*Exercise details*:
Word for word, repeat each of the records below.

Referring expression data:
====================

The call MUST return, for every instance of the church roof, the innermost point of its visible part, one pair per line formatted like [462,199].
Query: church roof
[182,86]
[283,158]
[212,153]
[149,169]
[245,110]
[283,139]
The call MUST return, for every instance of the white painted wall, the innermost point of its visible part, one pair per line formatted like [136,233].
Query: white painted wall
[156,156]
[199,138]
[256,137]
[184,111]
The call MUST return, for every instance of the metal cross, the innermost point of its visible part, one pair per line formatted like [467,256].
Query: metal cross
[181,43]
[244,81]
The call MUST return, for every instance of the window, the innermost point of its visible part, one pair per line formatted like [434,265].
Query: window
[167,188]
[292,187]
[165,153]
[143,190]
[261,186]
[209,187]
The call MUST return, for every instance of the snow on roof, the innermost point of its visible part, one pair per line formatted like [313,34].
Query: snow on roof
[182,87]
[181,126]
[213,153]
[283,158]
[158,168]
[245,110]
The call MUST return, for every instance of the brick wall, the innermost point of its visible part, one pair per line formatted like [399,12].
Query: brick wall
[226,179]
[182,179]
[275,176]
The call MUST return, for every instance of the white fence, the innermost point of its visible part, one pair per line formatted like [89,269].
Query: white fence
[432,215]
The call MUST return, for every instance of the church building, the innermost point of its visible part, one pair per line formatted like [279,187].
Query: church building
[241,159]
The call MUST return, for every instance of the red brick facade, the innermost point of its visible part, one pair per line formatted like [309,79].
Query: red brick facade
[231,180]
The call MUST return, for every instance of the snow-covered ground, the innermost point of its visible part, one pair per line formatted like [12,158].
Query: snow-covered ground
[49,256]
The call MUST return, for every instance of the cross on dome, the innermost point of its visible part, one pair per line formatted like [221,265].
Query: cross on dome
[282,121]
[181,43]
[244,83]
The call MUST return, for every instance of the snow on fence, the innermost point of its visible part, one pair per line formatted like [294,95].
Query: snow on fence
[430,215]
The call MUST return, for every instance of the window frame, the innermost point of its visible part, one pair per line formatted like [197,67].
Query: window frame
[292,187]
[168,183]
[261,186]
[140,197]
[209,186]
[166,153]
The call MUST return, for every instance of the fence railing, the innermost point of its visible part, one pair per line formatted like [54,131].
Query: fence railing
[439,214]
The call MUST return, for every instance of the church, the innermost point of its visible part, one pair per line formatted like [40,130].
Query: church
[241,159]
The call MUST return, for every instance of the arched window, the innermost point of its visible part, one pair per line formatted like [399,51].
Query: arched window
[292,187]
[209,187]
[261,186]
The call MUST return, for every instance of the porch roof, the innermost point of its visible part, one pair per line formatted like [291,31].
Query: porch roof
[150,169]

====================

*Exercise solution*:
The call MUST return, for every instance of the church roof, the innermost point of its visible part, one pair per line formatted like [462,199].
Query: church roof
[182,86]
[283,158]
[212,153]
[149,169]
[245,110]
[283,139]
The call MUST return, for every instance of the white painted wall, the innermost point of its visible part, one pair per line formatted like [136,233].
Query: white painted wall
[156,156]
[199,138]
[256,137]
[184,111]
The call MUST return, for every instance of the metal cross, the innermost point of its visible part, one pair per line formatted like [467,256].
Query: metal cross
[181,43]
[244,81]
The call MUST return, for every instance of the window, the innermost point of its visible part, one pair per line formatted like [434,265].
Query: window
[167,188]
[292,187]
[165,153]
[143,190]
[261,186]
[209,187]
The call MUST return, for every instance of the snow on roof, the innermost point of its visible part, one pair per line formatted like [313,34].
Query: snow on roof
[182,87]
[181,126]
[213,153]
[283,158]
[158,168]
[245,110]
The call MUST return, for every instance of the brick wall, the innermost point of its visible part, one pair per line formatted like [399,12].
Query: brick wall
[226,179]
[182,179]
[275,176]
The call MUST return, for every instance of the white fence, the innermost point of its visible part, one pair per line formatted like [89,269].
Query: white fence
[432,215]
The call MUST return, for every instance of the church building, the innermost point of its visible part, one pair per line formatted like [279,187].
Query: church building
[241,159]
The call MUST return, for every instance of the red brick facade, the innermost point of its visible part, one pair per line formatted like [309,79].
Query: red brick facade
[231,180]
The call MUST return, for every instance of the snow-covered ground, the innermost point of its visible part, one pair per line formatted like [12,158].
Query: snow-covered ground
[49,256]
The call MUST return, for every instance of the cross on dome, the innermost point of its visible part, one pair per line formatted like [221,265].
Query: cross on dome
[282,121]
[181,43]
[244,83]
The call MUST return, for every instance of the snow on fence, the innermost point of its visible part, one pair per line formatted like [294,95].
Query: snow on fence
[430,215]
The call MUST return, for every instance of the window frame, the innermost point of its visible part, one pair per line formatted like [197,67].
Query: window frame
[292,187]
[168,183]
[261,186]
[140,197]
[209,186]
[166,153]
The call MUST return, for every instance of the fence railing, the innermost point of its visible part, one pair per line formatted like [54,131].
Query: fence railing
[439,214]
The call MUST return, for every instance of the church, the innermost point of its visible part, one pair per line formatted like [40,130].
Query: church
[241,159]
The call MUST return, for every instance of the arched window, the innermost point of its visible part, one pair per line formatted like [399,51].
Query: arched window
[292,187]
[209,187]
[261,186]
The call MUST return, for every instance of the porch roof, the innermost point of its visible part, one pair per line formatted like [291,31].
Query: porch roof
[150,169]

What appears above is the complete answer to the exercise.